§ What needs to be done: Tally the lines in the records that follow that contain the string "bare". Reply with the number alone.

──────── Input material ────────

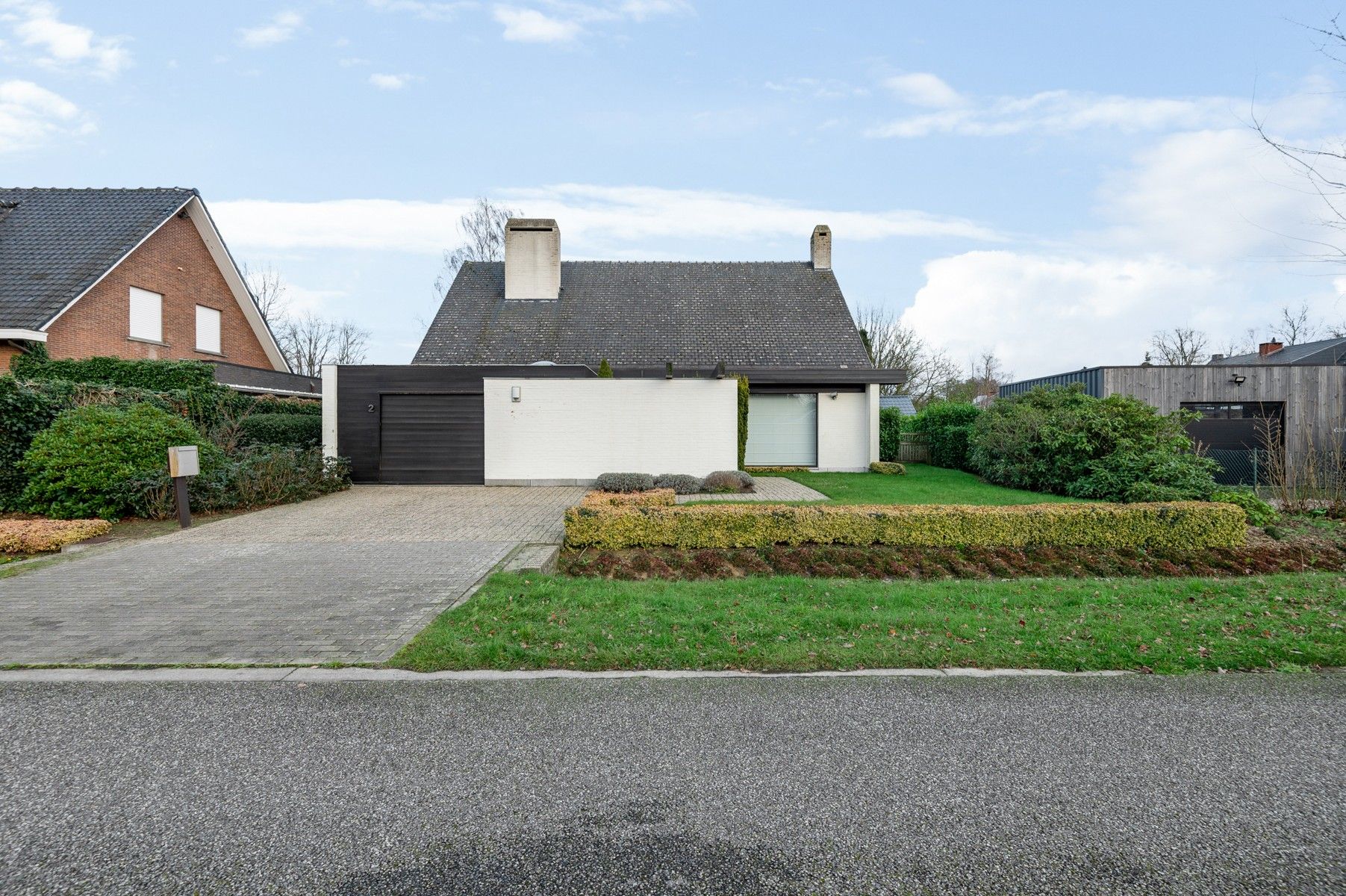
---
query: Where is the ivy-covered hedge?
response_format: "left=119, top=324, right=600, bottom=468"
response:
left=565, top=502, right=1247, bottom=549
left=10, top=354, right=216, bottom=391
left=238, top=413, right=323, bottom=448
left=20, top=405, right=223, bottom=519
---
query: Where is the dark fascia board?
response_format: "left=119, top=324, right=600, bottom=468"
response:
left=612, top=364, right=907, bottom=386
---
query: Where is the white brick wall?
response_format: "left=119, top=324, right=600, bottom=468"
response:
left=483, top=378, right=738, bottom=485
left=818, top=391, right=878, bottom=470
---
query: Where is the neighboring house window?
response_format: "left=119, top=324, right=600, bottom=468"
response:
left=131, top=287, right=164, bottom=342
left=196, top=305, right=221, bottom=355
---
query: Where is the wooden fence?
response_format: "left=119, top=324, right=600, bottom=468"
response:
left=898, top=432, right=930, bottom=464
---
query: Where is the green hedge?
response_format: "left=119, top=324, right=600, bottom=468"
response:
left=906, top=401, right=982, bottom=470
left=879, top=408, right=902, bottom=461
left=739, top=377, right=750, bottom=470
left=238, top=413, right=323, bottom=448
left=20, top=405, right=223, bottom=519
left=0, top=377, right=65, bottom=510
left=565, top=502, right=1247, bottom=549
left=10, top=355, right=215, bottom=391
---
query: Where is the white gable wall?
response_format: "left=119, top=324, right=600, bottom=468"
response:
left=482, top=378, right=738, bottom=485
left=817, top=386, right=879, bottom=471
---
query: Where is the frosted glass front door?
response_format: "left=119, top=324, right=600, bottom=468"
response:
left=744, top=393, right=818, bottom=467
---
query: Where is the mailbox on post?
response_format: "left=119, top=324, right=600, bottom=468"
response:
left=168, top=445, right=201, bottom=529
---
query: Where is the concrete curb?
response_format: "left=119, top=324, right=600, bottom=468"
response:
left=0, top=666, right=1133, bottom=685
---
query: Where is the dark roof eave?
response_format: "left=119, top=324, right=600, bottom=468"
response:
left=612, top=364, right=907, bottom=386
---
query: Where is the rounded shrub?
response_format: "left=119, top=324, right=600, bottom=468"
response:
left=654, top=473, right=701, bottom=495
left=701, top=470, right=754, bottom=494
left=20, top=405, right=223, bottom=519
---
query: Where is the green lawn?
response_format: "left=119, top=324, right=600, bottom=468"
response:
left=758, top=464, right=1077, bottom=505
left=392, top=573, right=1346, bottom=673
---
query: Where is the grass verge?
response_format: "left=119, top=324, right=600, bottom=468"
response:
left=738, top=464, right=1081, bottom=505
left=389, top=573, right=1346, bottom=673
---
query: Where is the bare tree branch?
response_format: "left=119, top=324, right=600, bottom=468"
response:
left=238, top=262, right=290, bottom=324
left=1150, top=327, right=1211, bottom=367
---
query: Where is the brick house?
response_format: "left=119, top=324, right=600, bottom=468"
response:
left=0, top=187, right=317, bottom=393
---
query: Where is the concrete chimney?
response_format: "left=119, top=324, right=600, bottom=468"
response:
left=505, top=218, right=561, bottom=300
left=809, top=225, right=832, bottom=270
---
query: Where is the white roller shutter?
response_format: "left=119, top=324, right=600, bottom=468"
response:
left=744, top=393, right=818, bottom=467
left=196, top=305, right=221, bottom=355
left=131, top=287, right=164, bottom=342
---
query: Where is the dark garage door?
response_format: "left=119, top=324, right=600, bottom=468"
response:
left=378, top=394, right=485, bottom=485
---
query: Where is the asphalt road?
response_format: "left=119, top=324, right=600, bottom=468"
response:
left=0, top=676, right=1346, bottom=896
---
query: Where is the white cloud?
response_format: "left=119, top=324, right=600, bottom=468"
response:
left=211, top=184, right=999, bottom=258
left=238, top=10, right=304, bottom=49
left=883, top=71, right=962, bottom=109
left=369, top=72, right=414, bottom=90
left=902, top=250, right=1243, bottom=378
left=0, top=0, right=131, bottom=78
left=493, top=7, right=583, bottom=43
left=0, top=81, right=94, bottom=153
left=868, top=81, right=1238, bottom=139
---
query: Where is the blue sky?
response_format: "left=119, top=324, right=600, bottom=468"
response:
left=0, top=0, right=1346, bottom=376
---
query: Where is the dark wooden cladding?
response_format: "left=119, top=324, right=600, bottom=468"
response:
left=378, top=393, right=486, bottom=485
left=337, top=364, right=595, bottom=483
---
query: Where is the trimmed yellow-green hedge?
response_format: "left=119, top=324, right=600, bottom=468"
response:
left=0, top=519, right=112, bottom=554
left=565, top=500, right=1247, bottom=549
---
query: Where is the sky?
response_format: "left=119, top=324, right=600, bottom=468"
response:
left=0, top=0, right=1346, bottom=377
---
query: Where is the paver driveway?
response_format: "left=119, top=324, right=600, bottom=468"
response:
left=0, top=485, right=585, bottom=663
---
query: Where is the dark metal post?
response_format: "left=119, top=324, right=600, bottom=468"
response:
left=172, top=476, right=191, bottom=529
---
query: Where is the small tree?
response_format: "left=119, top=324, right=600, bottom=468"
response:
left=1150, top=327, right=1209, bottom=367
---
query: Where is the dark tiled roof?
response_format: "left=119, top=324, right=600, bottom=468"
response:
left=0, top=187, right=196, bottom=329
left=414, top=261, right=872, bottom=367
left=879, top=396, right=917, bottom=417
left=1210, top=339, right=1346, bottom=364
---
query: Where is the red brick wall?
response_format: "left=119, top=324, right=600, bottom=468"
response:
left=44, top=218, right=272, bottom=369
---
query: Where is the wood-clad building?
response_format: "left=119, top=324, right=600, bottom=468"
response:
left=1000, top=361, right=1346, bottom=479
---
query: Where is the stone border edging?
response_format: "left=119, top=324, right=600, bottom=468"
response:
left=0, top=666, right=1135, bottom=685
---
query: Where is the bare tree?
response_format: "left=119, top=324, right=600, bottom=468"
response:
left=336, top=320, right=369, bottom=364
left=1271, top=302, right=1321, bottom=346
left=1150, top=327, right=1210, bottom=367
left=238, top=262, right=290, bottom=326
left=434, top=196, right=523, bottom=300
left=855, top=305, right=962, bottom=406
left=276, top=311, right=369, bottom=377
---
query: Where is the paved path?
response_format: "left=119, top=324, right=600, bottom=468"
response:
left=0, top=676, right=1346, bottom=896
left=0, top=485, right=585, bottom=663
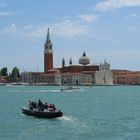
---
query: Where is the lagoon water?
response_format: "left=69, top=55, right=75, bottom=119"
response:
left=0, top=86, right=140, bottom=140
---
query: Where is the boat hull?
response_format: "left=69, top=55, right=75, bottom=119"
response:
left=21, top=107, right=63, bottom=118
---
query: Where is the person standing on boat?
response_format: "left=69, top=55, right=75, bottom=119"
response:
left=44, top=102, right=48, bottom=109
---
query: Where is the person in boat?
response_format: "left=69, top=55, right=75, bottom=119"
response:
left=29, top=101, right=34, bottom=110
left=48, top=104, right=56, bottom=111
left=38, top=99, right=44, bottom=111
left=44, top=102, right=48, bottom=109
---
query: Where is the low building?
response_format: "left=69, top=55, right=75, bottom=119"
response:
left=95, top=60, right=113, bottom=85
left=112, top=70, right=140, bottom=85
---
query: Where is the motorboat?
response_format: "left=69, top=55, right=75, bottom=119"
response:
left=21, top=107, right=63, bottom=118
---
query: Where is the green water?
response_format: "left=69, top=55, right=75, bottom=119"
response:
left=0, top=86, right=140, bottom=140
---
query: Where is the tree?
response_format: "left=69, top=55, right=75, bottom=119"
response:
left=0, top=67, right=8, bottom=76
left=11, top=67, right=20, bottom=82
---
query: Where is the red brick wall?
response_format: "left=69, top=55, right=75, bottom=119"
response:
left=44, top=53, right=53, bottom=72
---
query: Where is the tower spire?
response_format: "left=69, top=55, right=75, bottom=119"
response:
left=44, top=28, right=53, bottom=72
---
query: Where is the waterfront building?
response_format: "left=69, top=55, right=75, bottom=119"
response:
left=22, top=28, right=112, bottom=85
left=112, top=70, right=140, bottom=85
left=95, top=60, right=113, bottom=85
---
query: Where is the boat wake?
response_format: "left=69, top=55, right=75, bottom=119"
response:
left=39, top=90, right=60, bottom=93
left=59, top=116, right=74, bottom=122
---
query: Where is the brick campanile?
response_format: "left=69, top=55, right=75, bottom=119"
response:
left=44, top=28, right=53, bottom=72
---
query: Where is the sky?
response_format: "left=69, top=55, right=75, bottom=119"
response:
left=0, top=0, right=140, bottom=72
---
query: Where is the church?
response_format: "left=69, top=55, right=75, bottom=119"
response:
left=21, top=28, right=113, bottom=86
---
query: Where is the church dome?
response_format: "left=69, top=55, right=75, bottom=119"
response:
left=79, top=52, right=90, bottom=65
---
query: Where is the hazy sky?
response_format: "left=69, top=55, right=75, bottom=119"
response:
left=0, top=0, right=140, bottom=71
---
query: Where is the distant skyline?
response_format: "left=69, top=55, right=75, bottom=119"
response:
left=0, top=0, right=140, bottom=71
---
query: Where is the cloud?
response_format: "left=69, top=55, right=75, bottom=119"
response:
left=0, top=12, right=14, bottom=16
left=95, top=0, right=140, bottom=11
left=52, top=20, right=90, bottom=38
left=79, top=14, right=98, bottom=23
left=0, top=3, right=7, bottom=8
left=0, top=20, right=91, bottom=39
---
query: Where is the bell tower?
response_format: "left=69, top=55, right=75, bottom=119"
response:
left=44, top=28, right=53, bottom=72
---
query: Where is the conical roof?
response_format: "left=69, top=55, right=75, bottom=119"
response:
left=79, top=51, right=90, bottom=65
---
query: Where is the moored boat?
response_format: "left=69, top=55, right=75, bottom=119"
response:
left=21, top=107, right=63, bottom=118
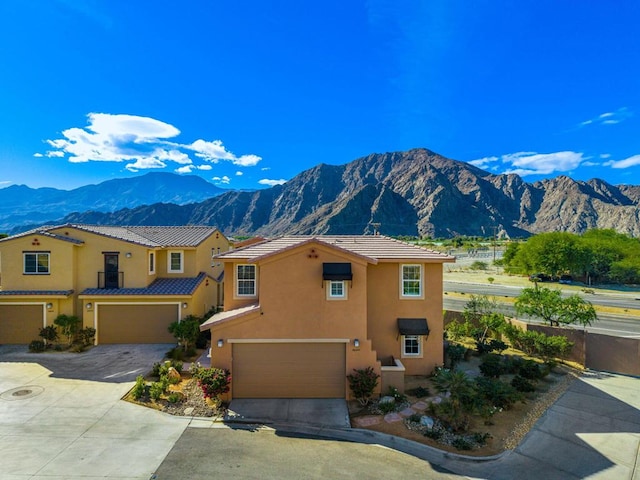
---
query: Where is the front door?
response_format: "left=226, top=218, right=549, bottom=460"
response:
left=104, top=253, right=119, bottom=288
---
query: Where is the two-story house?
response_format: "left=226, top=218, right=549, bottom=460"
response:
left=201, top=236, right=455, bottom=398
left=0, top=225, right=230, bottom=344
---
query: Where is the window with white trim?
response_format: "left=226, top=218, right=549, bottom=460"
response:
left=167, top=250, right=184, bottom=273
left=402, top=335, right=422, bottom=357
left=149, top=252, right=156, bottom=275
left=23, top=252, right=50, bottom=275
left=327, top=280, right=347, bottom=300
left=400, top=264, right=422, bottom=298
left=236, top=264, right=256, bottom=297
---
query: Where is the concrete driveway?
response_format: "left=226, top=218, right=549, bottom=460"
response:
left=0, top=345, right=190, bottom=480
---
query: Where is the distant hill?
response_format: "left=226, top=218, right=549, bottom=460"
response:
left=15, top=149, right=640, bottom=237
left=0, top=172, right=226, bottom=231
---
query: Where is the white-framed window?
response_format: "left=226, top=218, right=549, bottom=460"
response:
left=402, top=335, right=422, bottom=357
left=327, top=280, right=347, bottom=300
left=167, top=250, right=184, bottom=273
left=22, top=252, right=50, bottom=275
left=400, top=264, right=422, bottom=298
left=236, top=264, right=256, bottom=297
left=149, top=252, right=156, bottom=275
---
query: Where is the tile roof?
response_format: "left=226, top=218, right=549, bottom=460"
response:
left=80, top=273, right=207, bottom=296
left=217, top=235, right=455, bottom=263
left=0, top=290, right=73, bottom=297
left=0, top=224, right=218, bottom=248
left=200, top=303, right=260, bottom=332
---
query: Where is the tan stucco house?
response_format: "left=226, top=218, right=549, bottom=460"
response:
left=0, top=224, right=230, bottom=344
left=201, top=235, right=455, bottom=398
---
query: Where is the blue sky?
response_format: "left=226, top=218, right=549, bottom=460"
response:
left=0, top=0, right=640, bottom=189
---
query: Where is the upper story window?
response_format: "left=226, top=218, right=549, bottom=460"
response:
left=402, top=335, right=422, bottom=357
left=149, top=252, right=156, bottom=275
left=23, top=252, right=50, bottom=275
left=236, top=265, right=256, bottom=297
left=167, top=250, right=184, bottom=273
left=327, top=280, right=347, bottom=300
left=400, top=264, right=422, bottom=298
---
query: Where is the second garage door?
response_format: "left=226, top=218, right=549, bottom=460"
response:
left=0, top=305, right=44, bottom=344
left=98, top=304, right=178, bottom=344
left=232, top=343, right=346, bottom=398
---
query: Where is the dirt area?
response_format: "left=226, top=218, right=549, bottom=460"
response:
left=349, top=357, right=577, bottom=456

────────

§ Solution to this problem: 2